** BEGIN Quoted passage **

Twilight Reboot: New Cast

Ever since official news came of a motion picture version of “Twilight,” debate raged over casting. Initially, a lot of that centered around the character of Edward with a fan favorite for the role being Tom Welling, aka Clarke Kent of “Smallville” fame. Stephanie Meyers herself made a telling comment–that the story utterly depends upon believing that Edward might kill Bella if he loses control. One can’t really believe that of Superboy.

Complaints soon followed, and continued, with the announcement of who got the coveted leads. It has been years, without much letup. For every pair of fangirls who think Robert Pattinson dreamy beyond words at least one other sees him as fugly. Likewise, Kristen Stewart at Bella. How many times have all us heard complaints about her? She isn’t pretty enough. Cannot act. Seems cold.

Let us examine other possibilities then. No secret who Myers hoped to play Bella–the Australian actress Emily Browning. One can easily see why. Browning turned the role down, and from a purely business viewpoint that may have been a big error when one views the films she’s done in the last two or three years (most recently “Sucker Punch”). But given that she did say ‘No,’ we are left to ponder other possible choices. Bella as written comes across as shy, intelligent, brave, fragile and give to emotional obsession–pale with dark hair. Summer Glau comes to mind, if she could ever banish from audience’s minds her own formidable physical skills. Anyone who saw her in “Firefly” might find that very believable. She many times veered between the air of a walking, talking doll made of spun glass, and that of a girl-shaped katana blade!

Another choice might have been Daveigh Chase, initially best known as the demonic little girl in “The Ring” but who has since appeared on the cable series “Big Love” as well as starring in the (generally panned) sequel to “Donnie Darko.” But she certainly meets the bill, not least because unlike the first three choices it takes no effort to believe she might be killed at any moment. Fear that such might happen motivates much of Edward’s behavior in the first four films, so one can all the more easily understand casting Miss Chase.

** END Quoted passage **
** BEGIN Entries supplied **

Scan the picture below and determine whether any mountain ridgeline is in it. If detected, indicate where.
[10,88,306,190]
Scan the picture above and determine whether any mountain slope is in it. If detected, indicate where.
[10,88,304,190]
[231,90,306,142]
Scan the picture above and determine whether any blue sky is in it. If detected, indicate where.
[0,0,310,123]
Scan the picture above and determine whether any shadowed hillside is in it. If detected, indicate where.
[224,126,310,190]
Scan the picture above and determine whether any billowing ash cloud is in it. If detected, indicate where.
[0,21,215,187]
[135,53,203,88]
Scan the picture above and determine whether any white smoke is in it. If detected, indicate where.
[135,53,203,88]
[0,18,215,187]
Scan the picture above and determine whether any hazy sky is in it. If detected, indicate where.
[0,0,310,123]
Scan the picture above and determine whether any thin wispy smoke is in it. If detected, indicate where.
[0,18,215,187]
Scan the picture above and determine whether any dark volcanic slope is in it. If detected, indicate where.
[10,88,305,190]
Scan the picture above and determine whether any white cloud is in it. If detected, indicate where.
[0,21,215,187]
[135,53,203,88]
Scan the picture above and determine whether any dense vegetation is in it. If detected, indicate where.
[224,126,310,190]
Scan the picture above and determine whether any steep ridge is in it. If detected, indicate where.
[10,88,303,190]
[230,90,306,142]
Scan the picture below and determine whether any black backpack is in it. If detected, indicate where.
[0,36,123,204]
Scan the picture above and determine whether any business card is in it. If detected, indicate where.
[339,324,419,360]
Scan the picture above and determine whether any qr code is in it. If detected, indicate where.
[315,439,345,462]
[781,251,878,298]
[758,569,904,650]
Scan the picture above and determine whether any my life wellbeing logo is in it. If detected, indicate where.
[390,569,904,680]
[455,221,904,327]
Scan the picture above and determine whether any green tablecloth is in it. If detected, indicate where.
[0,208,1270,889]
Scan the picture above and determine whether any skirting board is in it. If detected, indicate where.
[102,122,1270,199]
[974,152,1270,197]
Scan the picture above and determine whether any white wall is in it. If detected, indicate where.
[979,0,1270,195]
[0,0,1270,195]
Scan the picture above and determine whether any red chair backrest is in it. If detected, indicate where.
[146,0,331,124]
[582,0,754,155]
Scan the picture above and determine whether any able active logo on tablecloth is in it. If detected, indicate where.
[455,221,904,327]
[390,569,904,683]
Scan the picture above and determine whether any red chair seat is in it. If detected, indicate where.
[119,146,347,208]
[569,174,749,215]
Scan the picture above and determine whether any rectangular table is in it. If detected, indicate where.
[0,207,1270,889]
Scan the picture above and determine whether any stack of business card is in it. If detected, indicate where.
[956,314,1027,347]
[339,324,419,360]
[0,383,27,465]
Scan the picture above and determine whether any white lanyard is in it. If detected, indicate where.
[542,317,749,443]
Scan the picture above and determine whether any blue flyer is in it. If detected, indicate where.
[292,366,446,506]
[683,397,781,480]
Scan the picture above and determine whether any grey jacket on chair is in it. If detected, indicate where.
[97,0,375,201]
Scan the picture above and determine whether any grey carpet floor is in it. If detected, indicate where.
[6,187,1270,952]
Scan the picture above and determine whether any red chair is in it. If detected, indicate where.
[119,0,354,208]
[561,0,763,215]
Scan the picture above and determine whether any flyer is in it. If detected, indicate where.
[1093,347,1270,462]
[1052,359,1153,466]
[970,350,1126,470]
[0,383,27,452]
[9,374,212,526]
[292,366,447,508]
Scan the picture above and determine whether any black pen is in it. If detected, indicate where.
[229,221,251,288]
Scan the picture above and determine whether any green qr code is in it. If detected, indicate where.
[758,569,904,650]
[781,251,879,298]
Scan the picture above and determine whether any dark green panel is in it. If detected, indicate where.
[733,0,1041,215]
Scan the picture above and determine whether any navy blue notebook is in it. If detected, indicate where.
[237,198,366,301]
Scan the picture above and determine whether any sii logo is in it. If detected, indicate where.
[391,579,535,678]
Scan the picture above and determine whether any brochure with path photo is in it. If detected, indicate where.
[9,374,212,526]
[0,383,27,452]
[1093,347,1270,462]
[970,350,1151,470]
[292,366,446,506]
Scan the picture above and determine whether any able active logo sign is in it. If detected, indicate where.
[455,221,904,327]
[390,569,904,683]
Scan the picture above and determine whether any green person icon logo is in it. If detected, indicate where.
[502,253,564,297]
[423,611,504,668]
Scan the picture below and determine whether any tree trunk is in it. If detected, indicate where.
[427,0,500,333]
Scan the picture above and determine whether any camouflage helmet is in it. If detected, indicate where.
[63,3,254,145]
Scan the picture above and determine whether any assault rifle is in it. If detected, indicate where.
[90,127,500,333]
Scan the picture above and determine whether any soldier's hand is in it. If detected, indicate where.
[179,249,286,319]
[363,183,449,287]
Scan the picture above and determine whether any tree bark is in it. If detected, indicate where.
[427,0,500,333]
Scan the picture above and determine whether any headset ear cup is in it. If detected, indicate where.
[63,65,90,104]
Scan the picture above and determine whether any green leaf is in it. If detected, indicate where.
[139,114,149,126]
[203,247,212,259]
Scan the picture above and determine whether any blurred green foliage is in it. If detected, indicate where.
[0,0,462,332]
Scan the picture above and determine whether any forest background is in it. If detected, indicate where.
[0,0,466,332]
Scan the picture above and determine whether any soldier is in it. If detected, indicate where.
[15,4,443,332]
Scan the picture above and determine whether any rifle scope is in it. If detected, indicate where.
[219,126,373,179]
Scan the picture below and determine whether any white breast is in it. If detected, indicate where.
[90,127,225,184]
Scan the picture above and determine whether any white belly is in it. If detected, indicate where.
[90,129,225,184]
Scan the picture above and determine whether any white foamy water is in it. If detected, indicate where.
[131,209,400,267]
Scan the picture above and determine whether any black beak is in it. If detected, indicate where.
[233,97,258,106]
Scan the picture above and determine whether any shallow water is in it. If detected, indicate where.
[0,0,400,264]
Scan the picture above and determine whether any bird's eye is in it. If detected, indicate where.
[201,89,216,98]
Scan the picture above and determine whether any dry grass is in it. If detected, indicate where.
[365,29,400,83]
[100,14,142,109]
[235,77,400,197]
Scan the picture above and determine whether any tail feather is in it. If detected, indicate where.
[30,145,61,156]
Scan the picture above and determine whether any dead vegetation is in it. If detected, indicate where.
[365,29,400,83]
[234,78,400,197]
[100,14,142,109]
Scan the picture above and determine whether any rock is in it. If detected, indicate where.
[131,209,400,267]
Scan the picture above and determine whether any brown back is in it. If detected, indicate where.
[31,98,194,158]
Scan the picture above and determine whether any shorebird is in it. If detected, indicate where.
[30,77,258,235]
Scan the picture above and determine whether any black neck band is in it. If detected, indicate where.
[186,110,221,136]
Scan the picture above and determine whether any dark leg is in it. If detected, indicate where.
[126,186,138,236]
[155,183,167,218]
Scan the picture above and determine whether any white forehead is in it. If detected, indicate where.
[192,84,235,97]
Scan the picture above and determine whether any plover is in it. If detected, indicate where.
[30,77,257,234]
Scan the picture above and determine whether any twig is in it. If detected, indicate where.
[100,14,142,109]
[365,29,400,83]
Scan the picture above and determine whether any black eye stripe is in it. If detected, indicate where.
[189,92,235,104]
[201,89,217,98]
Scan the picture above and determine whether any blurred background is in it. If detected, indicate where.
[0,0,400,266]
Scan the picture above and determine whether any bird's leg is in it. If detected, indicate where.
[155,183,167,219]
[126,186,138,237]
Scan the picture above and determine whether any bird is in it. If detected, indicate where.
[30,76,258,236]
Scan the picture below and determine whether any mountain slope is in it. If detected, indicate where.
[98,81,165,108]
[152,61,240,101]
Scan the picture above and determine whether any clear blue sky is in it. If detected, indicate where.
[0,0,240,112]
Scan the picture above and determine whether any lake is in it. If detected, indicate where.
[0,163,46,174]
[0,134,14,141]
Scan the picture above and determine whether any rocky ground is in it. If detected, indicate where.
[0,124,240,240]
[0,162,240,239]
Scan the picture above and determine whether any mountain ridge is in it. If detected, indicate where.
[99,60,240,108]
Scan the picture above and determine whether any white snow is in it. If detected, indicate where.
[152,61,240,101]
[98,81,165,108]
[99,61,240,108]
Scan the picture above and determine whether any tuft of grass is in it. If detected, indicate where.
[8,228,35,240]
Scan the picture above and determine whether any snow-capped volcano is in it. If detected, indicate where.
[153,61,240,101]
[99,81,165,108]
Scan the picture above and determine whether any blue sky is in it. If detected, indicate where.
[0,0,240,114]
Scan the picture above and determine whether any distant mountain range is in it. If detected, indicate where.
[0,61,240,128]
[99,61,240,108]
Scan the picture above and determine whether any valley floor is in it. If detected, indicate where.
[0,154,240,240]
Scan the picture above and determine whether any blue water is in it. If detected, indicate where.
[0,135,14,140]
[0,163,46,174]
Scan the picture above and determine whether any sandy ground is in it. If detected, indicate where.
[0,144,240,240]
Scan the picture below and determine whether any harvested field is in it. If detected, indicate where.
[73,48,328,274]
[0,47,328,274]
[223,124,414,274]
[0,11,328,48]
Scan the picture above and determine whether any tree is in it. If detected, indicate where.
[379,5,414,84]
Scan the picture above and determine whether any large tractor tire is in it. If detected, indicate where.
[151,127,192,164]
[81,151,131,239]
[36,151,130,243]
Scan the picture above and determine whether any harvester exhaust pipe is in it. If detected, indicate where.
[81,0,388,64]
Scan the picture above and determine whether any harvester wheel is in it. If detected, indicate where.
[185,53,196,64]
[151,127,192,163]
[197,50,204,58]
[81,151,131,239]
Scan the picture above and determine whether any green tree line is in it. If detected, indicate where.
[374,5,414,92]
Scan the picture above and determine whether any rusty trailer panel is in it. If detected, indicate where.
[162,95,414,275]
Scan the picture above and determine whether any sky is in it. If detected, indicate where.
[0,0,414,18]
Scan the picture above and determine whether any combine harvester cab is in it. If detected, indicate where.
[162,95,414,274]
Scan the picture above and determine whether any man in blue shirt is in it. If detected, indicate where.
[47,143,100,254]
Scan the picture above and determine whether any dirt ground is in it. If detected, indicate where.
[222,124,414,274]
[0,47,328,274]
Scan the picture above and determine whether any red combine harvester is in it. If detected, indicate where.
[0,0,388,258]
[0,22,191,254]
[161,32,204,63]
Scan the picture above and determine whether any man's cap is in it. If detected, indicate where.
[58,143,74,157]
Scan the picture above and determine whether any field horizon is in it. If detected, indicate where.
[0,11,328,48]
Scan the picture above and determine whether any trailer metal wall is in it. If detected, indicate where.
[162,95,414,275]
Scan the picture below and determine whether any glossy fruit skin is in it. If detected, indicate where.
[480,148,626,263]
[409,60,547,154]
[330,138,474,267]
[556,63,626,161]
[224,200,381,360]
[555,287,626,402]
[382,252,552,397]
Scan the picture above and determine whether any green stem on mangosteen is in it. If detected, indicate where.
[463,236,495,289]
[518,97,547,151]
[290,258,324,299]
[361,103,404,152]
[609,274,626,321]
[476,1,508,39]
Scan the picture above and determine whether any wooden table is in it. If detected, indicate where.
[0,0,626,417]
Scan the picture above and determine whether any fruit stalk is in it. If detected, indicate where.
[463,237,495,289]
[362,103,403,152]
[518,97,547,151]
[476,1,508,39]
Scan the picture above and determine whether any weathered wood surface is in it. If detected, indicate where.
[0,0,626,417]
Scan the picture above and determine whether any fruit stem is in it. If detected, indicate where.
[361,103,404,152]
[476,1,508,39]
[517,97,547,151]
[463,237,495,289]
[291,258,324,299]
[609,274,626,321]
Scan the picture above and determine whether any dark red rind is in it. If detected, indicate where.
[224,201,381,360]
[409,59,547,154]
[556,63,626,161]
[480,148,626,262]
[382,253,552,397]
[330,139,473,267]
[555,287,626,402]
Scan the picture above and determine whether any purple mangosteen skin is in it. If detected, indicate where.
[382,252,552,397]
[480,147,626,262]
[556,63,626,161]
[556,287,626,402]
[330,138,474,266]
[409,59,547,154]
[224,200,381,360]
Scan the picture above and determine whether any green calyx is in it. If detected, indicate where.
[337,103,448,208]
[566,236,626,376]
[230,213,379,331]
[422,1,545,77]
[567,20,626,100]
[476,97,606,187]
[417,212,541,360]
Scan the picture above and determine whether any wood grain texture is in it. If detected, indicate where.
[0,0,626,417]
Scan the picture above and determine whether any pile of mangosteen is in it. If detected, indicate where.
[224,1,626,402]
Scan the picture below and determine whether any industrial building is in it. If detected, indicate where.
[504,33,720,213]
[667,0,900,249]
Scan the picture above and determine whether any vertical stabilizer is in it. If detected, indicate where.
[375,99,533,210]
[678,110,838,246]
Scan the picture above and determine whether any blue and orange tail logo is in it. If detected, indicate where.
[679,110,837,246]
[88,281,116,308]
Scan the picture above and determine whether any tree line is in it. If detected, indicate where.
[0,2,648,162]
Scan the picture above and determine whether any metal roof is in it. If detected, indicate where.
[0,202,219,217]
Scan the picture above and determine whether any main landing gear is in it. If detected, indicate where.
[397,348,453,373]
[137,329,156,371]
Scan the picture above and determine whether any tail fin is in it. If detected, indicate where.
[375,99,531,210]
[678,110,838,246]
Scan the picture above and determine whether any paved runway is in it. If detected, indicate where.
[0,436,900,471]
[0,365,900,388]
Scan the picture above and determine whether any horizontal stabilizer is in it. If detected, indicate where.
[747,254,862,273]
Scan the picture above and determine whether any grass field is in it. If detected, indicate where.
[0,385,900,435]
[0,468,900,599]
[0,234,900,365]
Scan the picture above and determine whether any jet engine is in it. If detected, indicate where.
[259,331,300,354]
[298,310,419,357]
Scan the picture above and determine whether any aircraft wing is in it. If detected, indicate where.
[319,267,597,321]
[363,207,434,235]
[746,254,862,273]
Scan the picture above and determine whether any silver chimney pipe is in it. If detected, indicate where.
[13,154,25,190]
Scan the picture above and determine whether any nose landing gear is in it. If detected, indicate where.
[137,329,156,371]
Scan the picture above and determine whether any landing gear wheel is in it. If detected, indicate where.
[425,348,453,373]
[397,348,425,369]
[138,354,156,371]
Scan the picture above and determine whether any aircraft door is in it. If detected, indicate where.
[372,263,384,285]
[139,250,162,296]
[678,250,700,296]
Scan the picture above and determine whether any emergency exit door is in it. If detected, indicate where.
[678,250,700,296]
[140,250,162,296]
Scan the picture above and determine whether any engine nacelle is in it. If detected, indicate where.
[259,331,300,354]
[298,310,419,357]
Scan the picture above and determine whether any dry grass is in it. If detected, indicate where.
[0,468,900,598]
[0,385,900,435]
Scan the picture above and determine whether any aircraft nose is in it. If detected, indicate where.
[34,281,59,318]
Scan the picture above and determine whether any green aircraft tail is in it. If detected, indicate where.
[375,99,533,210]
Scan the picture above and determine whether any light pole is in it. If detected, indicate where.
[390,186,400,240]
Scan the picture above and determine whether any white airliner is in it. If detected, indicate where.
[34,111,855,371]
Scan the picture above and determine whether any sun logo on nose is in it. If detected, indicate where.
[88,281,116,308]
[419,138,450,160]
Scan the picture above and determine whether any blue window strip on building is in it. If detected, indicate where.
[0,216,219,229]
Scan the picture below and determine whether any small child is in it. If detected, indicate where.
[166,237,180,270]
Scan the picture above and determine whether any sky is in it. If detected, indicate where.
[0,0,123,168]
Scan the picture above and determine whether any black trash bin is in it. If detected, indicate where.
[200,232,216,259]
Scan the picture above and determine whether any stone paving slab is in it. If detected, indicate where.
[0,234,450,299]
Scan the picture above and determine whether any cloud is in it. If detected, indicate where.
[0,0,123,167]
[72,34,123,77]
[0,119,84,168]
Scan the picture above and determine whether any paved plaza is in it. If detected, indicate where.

** END Entries supplied **

What this exercise asks
1. In the Twilight casting article, swap "Superboy" for "Superman" and give the passage again, starting with "Twilight Reboot: New" and going on through "that of Superboy.".
2. According to the Twilight casting article, which actress did Meyers hope would play Bella?
3. Go on with the Twilight casting article from the point where it stops.

The replies
1.
Twilight Reboot: New Cast

Ever since official news came of a motion picture version of “Twilight,” debate raged over casting. Initially, a lot of that centered around the character of Edward with a fan favorite for the role being Tom Welling, aka Clarke Kent of “Smallville” fame. Stephanie Meyers herself made a telling comment–that the story utterly depends upon believing that Edward might kill Bella if he loses control. One can’t really believe that of Superman.

2. The Australian actress Emily Browning.

3.
On the other hand, all three of these actresses are so extremely pretty it strains credulity to believe they don’t realize it–at least to some degree. That can be mended, though. One obvious way would be to surround them with even more obviously attractive and voluptuous females and then allow good acting to take its course.

Then again, one could go with something of the choice they made–cast a pretty young woman, but one lacking much glamor. Kristen Stewart’s Bella certainly comes across as something like a tomboy, at least in her own mind. The same could be said of Laura Prepon, regular on the now-ended hit “The 70s Show.” Her skills remain unquestioned, her attractiveness real without seeming otherworldly at all, but she lacks what some call Stewart’s whining quality.

What of Edward? Other than Welling, two other possibilities bubble up to the imagination’s surface. What if, for example, another of the stars of “Twilight” had been cast as Edward? Consider Jackson Rathbone, who instead plays Jasper. Without bleaching, his hair remains the brown of the book’s Edward and those who’ve gotten a chance to see him in other roles (like a particularly memorable episode of “Criminal Minds”) can attest not only to ability, but an intensity very appropriate to the part. Finally–and ironically–there is one more name offered up for consideration. When “Twilight” as in development, he was best known for a recurring role on “Lost,” where he began to make some hearts throb. He also demonstrates that quality the author so desired–danger. In fact, given that he didn’t play Edward he ended up with a role one might consider the next-best-thing.

Ian Somerholder, aka Damon on “The Vampire Diaries.”

What are your choices?

By david

David MacDowell Blue blogs at Night Tinted Glasses.  He graduated from the National Shakespeare Conservatory and is the author of The Annotated Carmilla. and Your Vampire Story (And How to Write It) as well as a theatrical adaptation of Carmilla.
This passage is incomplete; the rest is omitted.